Task item:
Transcribe the data exactly, omitting whatever pictures it holds.

Images for object localization:
▼▼▼

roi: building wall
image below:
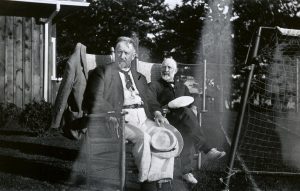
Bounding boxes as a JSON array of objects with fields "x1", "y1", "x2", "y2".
[{"x1": 0, "y1": 16, "x2": 58, "y2": 108}]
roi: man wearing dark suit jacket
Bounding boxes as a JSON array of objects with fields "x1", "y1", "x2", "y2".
[
  {"x1": 149, "y1": 57, "x2": 226, "y2": 184},
  {"x1": 83, "y1": 37, "x2": 175, "y2": 185}
]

▲▲▲

Output for this task:
roi: building wall
image below:
Bounding boxes as a JSON array of objects with fields "x1", "y1", "x2", "y2".
[{"x1": 0, "y1": 16, "x2": 58, "y2": 108}]
roi: man wearing dark suit jacket
Bounding boxes as a JSON array of objects with fields "x1", "y1", "x2", "y2".
[
  {"x1": 149, "y1": 57, "x2": 226, "y2": 184},
  {"x1": 83, "y1": 37, "x2": 175, "y2": 185}
]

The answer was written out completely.